- [GIVEN EXERCISE 1]:
Decide whether each statement below agrees with the Toro red paint thread. For each, answer yes or no and quote the words from the thread that decide it.
(a) The snowblower Tim bought dates from 1998.
(b) The spray can from the Toro dealer cost $12.
(c) powerwrench bought the Rustoleum apple red at Tractor Supply.

- [DOCUMENT SEGMENT]:
-- Start --

# Toro Red Paint



## TimY (Oct 27, 2013)

Hey I'm new here great forum for getting info. I just picked up a Toro M 38540 8-24 with power shift mint condition (see my other post) and do have a question. Does anyone know if there is an off the shelf red paint color that matches Toro red like Rustoleum or Krylon etc.. Like I said mint condition but does have a very few minor scratches I'd like to take care of. Thanks Tim


----------



## powerwrench (Aug 29, 2013)

i got mine from menards apple red by rustoleum. its the exact color toro uses.


----------



## Shryp (Jan 1, 2011)

I believe I had red somewhere a couple years back that Toro has used a couple different shades of red over the years.


----------



## TimY (Oct 27, 2013)

Thanks I'll try the rustoleum. Mine's a 1998 vintage and like I said mint still had nibs on the tires, like new muffler no rust (I'd like to keep it that way) One of those few times I ran across a deal like that at the right moment with cash to get it. It was built in the USA with more steel than my wife's car. So hopefully a good long lasting unit.


----------



## Garnetmica (Oct 27, 2013)

I think Tractor Supply stocks paint matching most equipment.


----------



## Brucebotti (Feb 10, 2013)

I was at the Toro dealer a few moths back and picked up a spray can (12 oz, I think) for my new ZTR mower. I think they had three different colors, depending upon the year. It was $9.95, which is a little pricey, but at least I didn't have the hastle of trying to track it down. Of course, I could have asked here or on the Lawnmowerforum.com, and saved a few bucks and the hastle....
Bruce


----------

-- End --

- [STORED DATA]:
-- Start --

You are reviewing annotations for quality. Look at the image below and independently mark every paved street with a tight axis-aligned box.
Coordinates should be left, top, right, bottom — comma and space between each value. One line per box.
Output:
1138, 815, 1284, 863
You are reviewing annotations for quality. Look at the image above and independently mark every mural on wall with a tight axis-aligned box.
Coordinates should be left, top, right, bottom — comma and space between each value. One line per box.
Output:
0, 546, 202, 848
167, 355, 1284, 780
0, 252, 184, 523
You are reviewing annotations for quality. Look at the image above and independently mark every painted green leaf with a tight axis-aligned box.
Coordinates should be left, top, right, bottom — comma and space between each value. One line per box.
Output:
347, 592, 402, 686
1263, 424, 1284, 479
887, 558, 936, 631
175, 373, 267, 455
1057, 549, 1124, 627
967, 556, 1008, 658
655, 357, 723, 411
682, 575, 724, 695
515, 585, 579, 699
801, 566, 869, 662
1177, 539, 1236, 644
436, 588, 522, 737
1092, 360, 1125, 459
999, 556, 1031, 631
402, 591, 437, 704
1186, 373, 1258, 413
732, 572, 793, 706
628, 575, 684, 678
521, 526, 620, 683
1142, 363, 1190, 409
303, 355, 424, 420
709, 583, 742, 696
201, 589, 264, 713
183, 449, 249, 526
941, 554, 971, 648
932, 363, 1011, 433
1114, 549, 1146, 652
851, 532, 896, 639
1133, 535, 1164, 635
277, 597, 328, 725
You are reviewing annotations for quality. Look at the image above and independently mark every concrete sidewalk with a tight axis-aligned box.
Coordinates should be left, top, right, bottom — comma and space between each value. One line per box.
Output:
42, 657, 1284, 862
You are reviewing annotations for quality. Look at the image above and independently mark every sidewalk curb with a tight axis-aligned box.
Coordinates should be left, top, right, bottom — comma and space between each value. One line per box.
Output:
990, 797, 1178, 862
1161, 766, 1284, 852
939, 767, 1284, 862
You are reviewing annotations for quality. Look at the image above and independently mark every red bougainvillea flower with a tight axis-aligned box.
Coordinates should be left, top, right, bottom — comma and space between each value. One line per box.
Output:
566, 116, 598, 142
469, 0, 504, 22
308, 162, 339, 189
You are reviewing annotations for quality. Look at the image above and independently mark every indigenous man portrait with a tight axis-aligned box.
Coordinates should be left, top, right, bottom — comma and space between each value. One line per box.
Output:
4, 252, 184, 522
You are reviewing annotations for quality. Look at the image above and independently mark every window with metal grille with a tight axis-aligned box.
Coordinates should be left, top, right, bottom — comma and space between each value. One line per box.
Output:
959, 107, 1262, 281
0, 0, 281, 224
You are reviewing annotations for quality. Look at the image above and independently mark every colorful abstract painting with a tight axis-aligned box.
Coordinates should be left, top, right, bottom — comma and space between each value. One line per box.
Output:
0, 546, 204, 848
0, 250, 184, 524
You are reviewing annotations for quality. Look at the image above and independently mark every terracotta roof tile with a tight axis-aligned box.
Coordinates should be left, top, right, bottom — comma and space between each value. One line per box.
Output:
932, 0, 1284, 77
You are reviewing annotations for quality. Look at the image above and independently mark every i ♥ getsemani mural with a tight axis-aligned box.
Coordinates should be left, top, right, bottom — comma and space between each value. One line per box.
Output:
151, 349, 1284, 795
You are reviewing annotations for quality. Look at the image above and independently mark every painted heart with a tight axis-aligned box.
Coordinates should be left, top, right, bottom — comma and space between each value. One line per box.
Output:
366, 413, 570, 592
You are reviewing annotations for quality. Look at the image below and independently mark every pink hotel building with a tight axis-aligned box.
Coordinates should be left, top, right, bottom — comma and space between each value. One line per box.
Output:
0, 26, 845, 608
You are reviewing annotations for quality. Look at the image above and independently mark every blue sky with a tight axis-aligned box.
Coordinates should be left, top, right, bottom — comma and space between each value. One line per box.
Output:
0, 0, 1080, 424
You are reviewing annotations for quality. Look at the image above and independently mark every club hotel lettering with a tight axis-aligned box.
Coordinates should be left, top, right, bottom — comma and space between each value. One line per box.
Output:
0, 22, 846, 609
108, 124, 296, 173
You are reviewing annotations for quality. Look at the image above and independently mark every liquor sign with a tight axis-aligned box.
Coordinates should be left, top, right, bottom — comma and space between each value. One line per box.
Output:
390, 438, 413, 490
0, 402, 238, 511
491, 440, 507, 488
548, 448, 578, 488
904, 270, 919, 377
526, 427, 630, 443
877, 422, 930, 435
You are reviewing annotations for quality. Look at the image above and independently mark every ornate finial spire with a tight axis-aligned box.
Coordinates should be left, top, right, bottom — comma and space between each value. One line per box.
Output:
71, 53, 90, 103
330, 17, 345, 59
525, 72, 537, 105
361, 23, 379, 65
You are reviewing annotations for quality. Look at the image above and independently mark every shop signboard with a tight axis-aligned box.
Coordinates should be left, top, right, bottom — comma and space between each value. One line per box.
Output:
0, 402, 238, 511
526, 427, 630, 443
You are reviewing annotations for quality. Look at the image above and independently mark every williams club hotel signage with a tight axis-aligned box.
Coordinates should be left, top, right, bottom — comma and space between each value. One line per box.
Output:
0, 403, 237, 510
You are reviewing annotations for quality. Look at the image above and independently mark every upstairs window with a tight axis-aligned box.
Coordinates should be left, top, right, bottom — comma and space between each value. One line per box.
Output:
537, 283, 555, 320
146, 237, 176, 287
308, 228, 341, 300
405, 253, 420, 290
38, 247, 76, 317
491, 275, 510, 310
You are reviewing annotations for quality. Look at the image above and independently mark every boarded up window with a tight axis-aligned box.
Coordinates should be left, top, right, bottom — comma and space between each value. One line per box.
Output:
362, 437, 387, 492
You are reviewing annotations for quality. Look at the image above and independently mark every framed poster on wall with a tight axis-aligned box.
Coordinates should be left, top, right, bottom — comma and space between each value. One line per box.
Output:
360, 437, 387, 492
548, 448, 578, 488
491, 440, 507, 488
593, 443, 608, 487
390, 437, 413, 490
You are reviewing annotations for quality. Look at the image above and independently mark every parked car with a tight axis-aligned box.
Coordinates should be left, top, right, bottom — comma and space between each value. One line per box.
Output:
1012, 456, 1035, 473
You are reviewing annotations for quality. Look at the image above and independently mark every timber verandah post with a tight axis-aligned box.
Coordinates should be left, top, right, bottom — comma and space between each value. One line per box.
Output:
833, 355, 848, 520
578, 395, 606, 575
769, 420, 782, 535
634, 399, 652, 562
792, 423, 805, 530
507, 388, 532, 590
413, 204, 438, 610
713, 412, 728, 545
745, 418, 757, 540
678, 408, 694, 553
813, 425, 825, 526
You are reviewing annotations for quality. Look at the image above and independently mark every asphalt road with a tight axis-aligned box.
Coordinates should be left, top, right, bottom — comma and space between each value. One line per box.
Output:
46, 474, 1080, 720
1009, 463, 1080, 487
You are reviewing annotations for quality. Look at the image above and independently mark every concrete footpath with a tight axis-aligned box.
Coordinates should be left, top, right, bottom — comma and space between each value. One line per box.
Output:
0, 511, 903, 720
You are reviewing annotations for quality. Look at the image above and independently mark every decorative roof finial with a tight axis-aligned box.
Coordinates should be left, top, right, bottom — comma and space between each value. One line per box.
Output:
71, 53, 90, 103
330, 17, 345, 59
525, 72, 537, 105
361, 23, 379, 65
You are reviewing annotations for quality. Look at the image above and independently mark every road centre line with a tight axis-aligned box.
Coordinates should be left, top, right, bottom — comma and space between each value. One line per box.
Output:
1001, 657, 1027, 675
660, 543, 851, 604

-- End --

- [GIVEN EXERCISE 2]: From the entries, pull out the lines starting at the one containing "finial with a tight axis-aligned box." through the last line of the entries, both ends included, and reproduce them unchanged.

- [PROBLEM SOLUTION 1]:
(a) Yes: "Mine's a 1998 vintage"
(b) No: "It was $9.95"
(c) No: "i got mine from menards apple red by rustoleum."

- [PROBLEM SOLUTION 2]:
You are reviewing annotations for quality. Look at the image above and independently mark every decorative roof finial with a tight axis-aligned box.
Coordinates should be left, top, right, bottom — comma and space between each value. One line per box.
Output:
71, 53, 90, 103
330, 17, 345, 59
525, 72, 537, 105
361, 23, 379, 65
You are reviewing annotations for quality. Look at the image above and independently mark every road centre line with a tight axis-aligned box.
Coordinates should be left, top, right, bottom — comma and space between each value. One line per box.
Output:
1001, 657, 1027, 675
660, 543, 851, 604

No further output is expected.